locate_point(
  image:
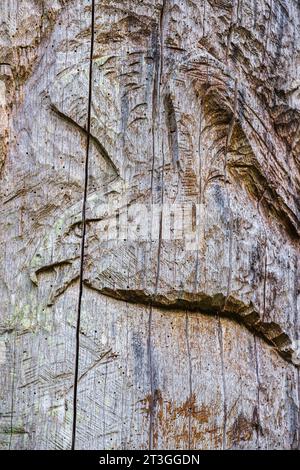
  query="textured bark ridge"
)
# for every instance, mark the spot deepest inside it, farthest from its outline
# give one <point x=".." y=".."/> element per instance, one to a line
<point x="150" y="171"/>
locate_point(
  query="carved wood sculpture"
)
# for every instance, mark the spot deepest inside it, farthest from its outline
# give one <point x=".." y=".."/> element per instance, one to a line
<point x="150" y="224"/>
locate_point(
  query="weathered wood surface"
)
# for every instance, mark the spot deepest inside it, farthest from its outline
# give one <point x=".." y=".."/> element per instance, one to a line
<point x="184" y="342"/>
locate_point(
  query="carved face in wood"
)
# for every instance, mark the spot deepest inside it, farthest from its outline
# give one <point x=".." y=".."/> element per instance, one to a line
<point x="174" y="129"/>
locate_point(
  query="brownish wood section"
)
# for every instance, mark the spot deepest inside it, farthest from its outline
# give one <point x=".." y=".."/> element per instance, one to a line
<point x="149" y="242"/>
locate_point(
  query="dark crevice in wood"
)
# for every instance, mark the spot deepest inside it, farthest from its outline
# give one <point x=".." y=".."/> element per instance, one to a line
<point x="225" y="412"/>
<point x="190" y="380"/>
<point x="218" y="304"/>
<point x="82" y="252"/>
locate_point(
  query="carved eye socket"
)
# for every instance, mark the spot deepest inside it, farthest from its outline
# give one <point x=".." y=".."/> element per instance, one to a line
<point x="78" y="229"/>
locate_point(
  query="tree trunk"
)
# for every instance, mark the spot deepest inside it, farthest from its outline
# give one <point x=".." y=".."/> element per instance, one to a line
<point x="150" y="224"/>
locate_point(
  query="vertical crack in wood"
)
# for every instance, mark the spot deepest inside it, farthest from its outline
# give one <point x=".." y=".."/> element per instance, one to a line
<point x="151" y="402"/>
<point x="190" y="380"/>
<point x="221" y="345"/>
<point x="12" y="404"/>
<point x="228" y="140"/>
<point x="83" y="235"/>
<point x="258" y="427"/>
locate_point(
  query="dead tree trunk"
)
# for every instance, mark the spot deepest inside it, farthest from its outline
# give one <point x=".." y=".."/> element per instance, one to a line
<point x="149" y="224"/>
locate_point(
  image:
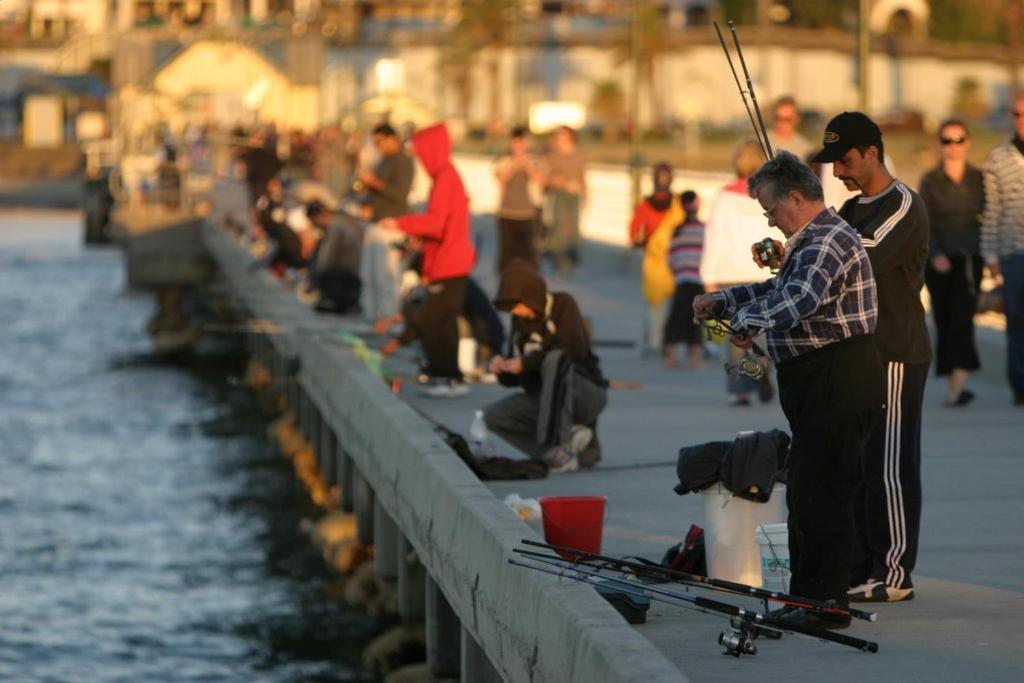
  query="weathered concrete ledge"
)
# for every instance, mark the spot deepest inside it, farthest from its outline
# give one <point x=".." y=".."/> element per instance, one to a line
<point x="531" y="627"/>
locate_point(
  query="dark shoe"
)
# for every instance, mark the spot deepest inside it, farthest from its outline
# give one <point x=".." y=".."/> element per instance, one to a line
<point x="799" y="619"/>
<point x="591" y="456"/>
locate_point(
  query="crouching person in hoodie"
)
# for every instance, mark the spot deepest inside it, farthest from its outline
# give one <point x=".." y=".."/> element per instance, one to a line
<point x="554" y="419"/>
<point x="448" y="259"/>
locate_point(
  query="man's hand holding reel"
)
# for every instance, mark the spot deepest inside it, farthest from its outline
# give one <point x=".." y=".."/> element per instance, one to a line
<point x="818" y="313"/>
<point x="767" y="253"/>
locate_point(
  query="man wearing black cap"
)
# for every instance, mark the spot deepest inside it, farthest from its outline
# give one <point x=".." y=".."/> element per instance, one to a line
<point x="554" y="418"/>
<point x="892" y="221"/>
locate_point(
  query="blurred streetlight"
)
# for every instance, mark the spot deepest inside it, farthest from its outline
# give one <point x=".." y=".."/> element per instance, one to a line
<point x="636" y="158"/>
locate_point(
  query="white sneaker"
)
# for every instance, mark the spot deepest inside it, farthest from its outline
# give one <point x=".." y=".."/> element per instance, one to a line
<point x="450" y="389"/>
<point x="560" y="460"/>
<point x="877" y="591"/>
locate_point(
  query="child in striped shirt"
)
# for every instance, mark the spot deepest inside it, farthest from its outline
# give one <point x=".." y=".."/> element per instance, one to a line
<point x="684" y="260"/>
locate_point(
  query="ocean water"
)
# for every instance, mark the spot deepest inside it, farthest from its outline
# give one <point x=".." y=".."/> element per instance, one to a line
<point x="148" y="531"/>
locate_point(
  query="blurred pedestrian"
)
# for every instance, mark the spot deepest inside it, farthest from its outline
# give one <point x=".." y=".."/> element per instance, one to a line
<point x="1003" y="239"/>
<point x="954" y="195"/>
<point x="335" y="263"/>
<point x="448" y="258"/>
<point x="388" y="183"/>
<point x="519" y="179"/>
<point x="735" y="222"/>
<point x="387" y="196"/>
<point x="784" y="133"/>
<point x="684" y="259"/>
<point x="818" y="311"/>
<point x="648" y="230"/>
<point x="565" y="195"/>
<point x="892" y="221"/>
<point x="272" y="219"/>
<point x="554" y="418"/>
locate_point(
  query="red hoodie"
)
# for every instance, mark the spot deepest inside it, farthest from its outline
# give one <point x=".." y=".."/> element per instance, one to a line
<point x="444" y="227"/>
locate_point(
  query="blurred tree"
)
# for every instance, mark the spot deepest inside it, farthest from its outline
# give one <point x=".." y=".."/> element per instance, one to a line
<point x="817" y="14"/>
<point x="969" y="101"/>
<point x="484" y="27"/>
<point x="608" y="107"/>
<point x="740" y="11"/>
<point x="970" y="20"/>
<point x="654" y="38"/>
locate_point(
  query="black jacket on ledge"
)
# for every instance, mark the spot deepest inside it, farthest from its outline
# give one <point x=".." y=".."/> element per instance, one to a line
<point x="748" y="466"/>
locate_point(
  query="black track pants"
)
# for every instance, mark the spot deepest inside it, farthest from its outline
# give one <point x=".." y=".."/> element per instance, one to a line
<point x="829" y="407"/>
<point x="887" y="503"/>
<point x="436" y="324"/>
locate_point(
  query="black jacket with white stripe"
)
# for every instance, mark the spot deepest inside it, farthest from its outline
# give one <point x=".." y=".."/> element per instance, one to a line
<point x="893" y="227"/>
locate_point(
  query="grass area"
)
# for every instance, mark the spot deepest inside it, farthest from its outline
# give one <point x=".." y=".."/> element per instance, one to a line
<point x="912" y="154"/>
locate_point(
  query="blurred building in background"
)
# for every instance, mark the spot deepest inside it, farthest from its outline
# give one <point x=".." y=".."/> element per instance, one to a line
<point x="480" y="63"/>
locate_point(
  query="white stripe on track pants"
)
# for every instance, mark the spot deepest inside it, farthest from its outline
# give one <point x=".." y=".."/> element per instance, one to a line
<point x="887" y="501"/>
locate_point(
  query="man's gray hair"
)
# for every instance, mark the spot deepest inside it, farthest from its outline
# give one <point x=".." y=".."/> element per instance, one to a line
<point x="782" y="174"/>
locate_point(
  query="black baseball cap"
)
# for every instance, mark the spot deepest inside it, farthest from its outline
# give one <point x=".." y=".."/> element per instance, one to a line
<point x="848" y="130"/>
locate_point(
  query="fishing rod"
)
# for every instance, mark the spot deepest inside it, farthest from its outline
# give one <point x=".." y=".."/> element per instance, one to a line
<point x="712" y="584"/>
<point x="755" y="363"/>
<point x="652" y="574"/>
<point x="753" y="621"/>
<point x="760" y="131"/>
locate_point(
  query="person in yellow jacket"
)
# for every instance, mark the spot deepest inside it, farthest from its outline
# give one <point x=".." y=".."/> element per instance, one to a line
<point x="651" y="229"/>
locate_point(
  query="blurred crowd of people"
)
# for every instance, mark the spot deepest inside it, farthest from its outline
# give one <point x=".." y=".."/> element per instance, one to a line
<point x="331" y="215"/>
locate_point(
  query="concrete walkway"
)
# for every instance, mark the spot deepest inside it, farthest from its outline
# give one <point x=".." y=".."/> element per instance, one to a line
<point x="970" y="575"/>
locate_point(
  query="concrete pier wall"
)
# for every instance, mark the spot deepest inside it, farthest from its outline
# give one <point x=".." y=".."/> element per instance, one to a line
<point x="526" y="626"/>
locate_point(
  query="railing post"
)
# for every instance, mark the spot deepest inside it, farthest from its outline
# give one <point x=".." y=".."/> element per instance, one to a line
<point x="443" y="634"/>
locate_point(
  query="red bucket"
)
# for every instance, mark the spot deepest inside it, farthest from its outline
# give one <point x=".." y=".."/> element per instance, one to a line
<point x="574" y="521"/>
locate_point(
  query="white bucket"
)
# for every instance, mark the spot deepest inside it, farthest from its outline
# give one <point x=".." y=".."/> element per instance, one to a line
<point x="729" y="525"/>
<point x="774" y="543"/>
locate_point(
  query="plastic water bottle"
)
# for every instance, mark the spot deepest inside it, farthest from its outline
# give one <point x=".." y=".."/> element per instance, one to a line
<point x="478" y="435"/>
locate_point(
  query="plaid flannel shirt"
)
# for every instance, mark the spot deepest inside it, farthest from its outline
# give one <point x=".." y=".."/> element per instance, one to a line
<point x="824" y="293"/>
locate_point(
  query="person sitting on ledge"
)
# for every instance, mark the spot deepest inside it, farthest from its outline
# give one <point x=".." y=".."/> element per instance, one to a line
<point x="554" y="419"/>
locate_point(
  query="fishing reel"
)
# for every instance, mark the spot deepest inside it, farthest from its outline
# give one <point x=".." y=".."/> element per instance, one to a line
<point x="755" y="363"/>
<point x="752" y="365"/>
<point x="738" y="638"/>
<point x="769" y="254"/>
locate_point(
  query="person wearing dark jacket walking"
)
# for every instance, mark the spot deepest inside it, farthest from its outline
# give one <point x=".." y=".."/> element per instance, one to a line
<point x="818" y="313"/>
<point x="448" y="258"/>
<point x="893" y="224"/>
<point x="549" y="355"/>
<point x="954" y="196"/>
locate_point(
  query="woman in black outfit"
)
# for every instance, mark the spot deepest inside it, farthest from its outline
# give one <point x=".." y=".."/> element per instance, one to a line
<point x="953" y="193"/>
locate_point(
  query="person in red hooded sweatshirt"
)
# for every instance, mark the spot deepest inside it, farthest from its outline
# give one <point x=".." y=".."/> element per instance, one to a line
<point x="448" y="258"/>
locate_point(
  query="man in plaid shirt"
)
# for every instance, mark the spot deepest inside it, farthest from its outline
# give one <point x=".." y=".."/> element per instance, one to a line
<point x="819" y="314"/>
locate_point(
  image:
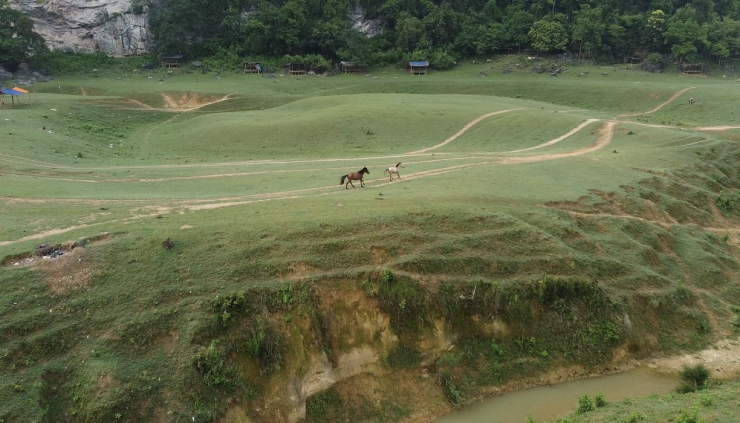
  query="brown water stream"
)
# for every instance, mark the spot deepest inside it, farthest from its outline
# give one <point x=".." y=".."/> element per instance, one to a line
<point x="551" y="402"/>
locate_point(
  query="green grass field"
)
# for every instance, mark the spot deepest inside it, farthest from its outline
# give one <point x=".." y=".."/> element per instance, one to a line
<point x="607" y="179"/>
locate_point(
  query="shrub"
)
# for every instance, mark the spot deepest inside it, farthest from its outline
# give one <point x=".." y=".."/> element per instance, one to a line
<point x="600" y="400"/>
<point x="212" y="365"/>
<point x="585" y="404"/>
<point x="693" y="378"/>
<point x="689" y="417"/>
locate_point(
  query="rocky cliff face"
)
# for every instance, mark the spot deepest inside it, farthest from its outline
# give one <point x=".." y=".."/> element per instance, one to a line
<point x="115" y="27"/>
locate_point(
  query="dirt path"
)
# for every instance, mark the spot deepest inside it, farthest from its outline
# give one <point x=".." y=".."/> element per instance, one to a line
<point x="463" y="130"/>
<point x="148" y="134"/>
<point x="187" y="103"/>
<point x="716" y="128"/>
<point x="560" y="138"/>
<point x="667" y="102"/>
<point x="722" y="359"/>
<point x="607" y="133"/>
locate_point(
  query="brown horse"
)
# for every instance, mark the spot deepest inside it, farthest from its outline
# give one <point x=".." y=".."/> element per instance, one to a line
<point x="354" y="177"/>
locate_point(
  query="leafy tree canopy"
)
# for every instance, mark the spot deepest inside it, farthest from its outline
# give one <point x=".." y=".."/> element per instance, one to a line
<point x="17" y="39"/>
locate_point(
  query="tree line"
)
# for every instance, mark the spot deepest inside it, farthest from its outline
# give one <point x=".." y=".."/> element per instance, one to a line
<point x="443" y="31"/>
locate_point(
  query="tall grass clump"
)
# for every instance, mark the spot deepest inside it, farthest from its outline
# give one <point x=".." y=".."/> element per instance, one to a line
<point x="693" y="378"/>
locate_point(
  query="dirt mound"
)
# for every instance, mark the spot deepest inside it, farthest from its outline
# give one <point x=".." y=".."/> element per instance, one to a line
<point x="188" y="100"/>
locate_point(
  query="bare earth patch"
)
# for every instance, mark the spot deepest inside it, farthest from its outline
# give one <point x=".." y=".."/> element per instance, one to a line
<point x="65" y="273"/>
<point x="722" y="359"/>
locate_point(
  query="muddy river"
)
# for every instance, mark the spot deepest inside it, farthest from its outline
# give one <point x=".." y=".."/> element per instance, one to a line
<point x="551" y="402"/>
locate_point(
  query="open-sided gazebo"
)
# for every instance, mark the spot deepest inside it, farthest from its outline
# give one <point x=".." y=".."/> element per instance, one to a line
<point x="13" y="93"/>
<point x="418" y="68"/>
<point x="171" y="60"/>
<point x="252" y="67"/>
<point x="350" y="67"/>
<point x="296" y="68"/>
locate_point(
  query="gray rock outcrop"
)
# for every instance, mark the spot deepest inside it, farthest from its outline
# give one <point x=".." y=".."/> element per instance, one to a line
<point x="115" y="27"/>
<point x="360" y="23"/>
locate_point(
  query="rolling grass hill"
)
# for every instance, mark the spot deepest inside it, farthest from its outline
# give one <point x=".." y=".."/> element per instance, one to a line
<point x="611" y="194"/>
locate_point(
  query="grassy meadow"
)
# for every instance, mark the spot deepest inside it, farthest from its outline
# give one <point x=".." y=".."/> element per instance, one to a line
<point x="241" y="173"/>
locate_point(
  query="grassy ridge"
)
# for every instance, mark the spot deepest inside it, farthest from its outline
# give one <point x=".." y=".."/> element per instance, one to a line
<point x="123" y="328"/>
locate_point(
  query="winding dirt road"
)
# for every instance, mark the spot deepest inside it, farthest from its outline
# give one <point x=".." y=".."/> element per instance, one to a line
<point x="606" y="134"/>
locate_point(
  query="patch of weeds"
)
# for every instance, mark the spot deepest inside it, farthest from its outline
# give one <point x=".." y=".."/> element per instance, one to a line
<point x="264" y="343"/>
<point x="635" y="417"/>
<point x="403" y="300"/>
<point x="449" y="359"/>
<point x="403" y="357"/>
<point x="585" y="404"/>
<point x="600" y="401"/>
<point x="726" y="202"/>
<point x="454" y="395"/>
<point x="319" y="408"/>
<point x="688" y="417"/>
<point x="706" y="401"/>
<point x="693" y="378"/>
<point x="211" y="363"/>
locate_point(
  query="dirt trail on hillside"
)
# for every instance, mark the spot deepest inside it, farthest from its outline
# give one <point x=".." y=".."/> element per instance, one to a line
<point x="722" y="359"/>
<point x="188" y="102"/>
<point x="667" y="102"/>
<point x="607" y="133"/>
<point x="717" y="128"/>
<point x="560" y="138"/>
<point x="462" y="131"/>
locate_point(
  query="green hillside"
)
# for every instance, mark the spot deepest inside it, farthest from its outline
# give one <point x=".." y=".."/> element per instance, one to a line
<point x="506" y="249"/>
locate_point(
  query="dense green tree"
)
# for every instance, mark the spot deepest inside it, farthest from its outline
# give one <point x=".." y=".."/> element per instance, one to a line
<point x="547" y="35"/>
<point x="685" y="34"/>
<point x="517" y="23"/>
<point x="724" y="35"/>
<point x="448" y="29"/>
<point x="478" y="39"/>
<point x="588" y="28"/>
<point x="410" y="35"/>
<point x="18" y="41"/>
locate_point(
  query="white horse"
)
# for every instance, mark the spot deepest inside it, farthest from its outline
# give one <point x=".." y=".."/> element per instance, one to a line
<point x="393" y="169"/>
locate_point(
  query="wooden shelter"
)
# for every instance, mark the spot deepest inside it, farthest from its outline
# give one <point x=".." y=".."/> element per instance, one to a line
<point x="252" y="67"/>
<point x="418" y="68"/>
<point x="170" y="60"/>
<point x="13" y="93"/>
<point x="350" y="67"/>
<point x="693" y="68"/>
<point x="296" y="68"/>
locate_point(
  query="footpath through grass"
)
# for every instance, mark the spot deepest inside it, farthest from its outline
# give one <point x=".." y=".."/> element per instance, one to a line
<point x="558" y="256"/>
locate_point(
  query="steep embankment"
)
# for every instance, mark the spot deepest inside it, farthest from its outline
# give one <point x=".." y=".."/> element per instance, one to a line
<point x="116" y="27"/>
<point x="395" y="319"/>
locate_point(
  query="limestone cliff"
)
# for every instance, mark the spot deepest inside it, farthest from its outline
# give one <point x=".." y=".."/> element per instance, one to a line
<point x="115" y="27"/>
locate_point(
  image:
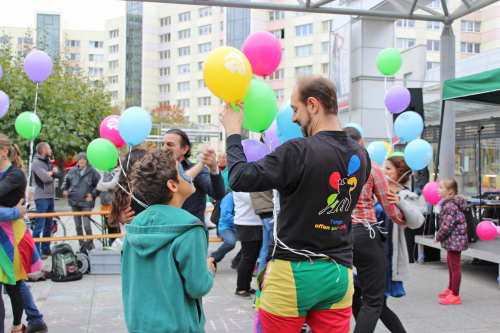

---+---

• [WHAT YOU HAVE TO DO] List every line of the listing above that contains the word "cliff", copying each such line in full.

• [TASK ANSWER]
  query="rocky cliff face"
  query="limestone cliff"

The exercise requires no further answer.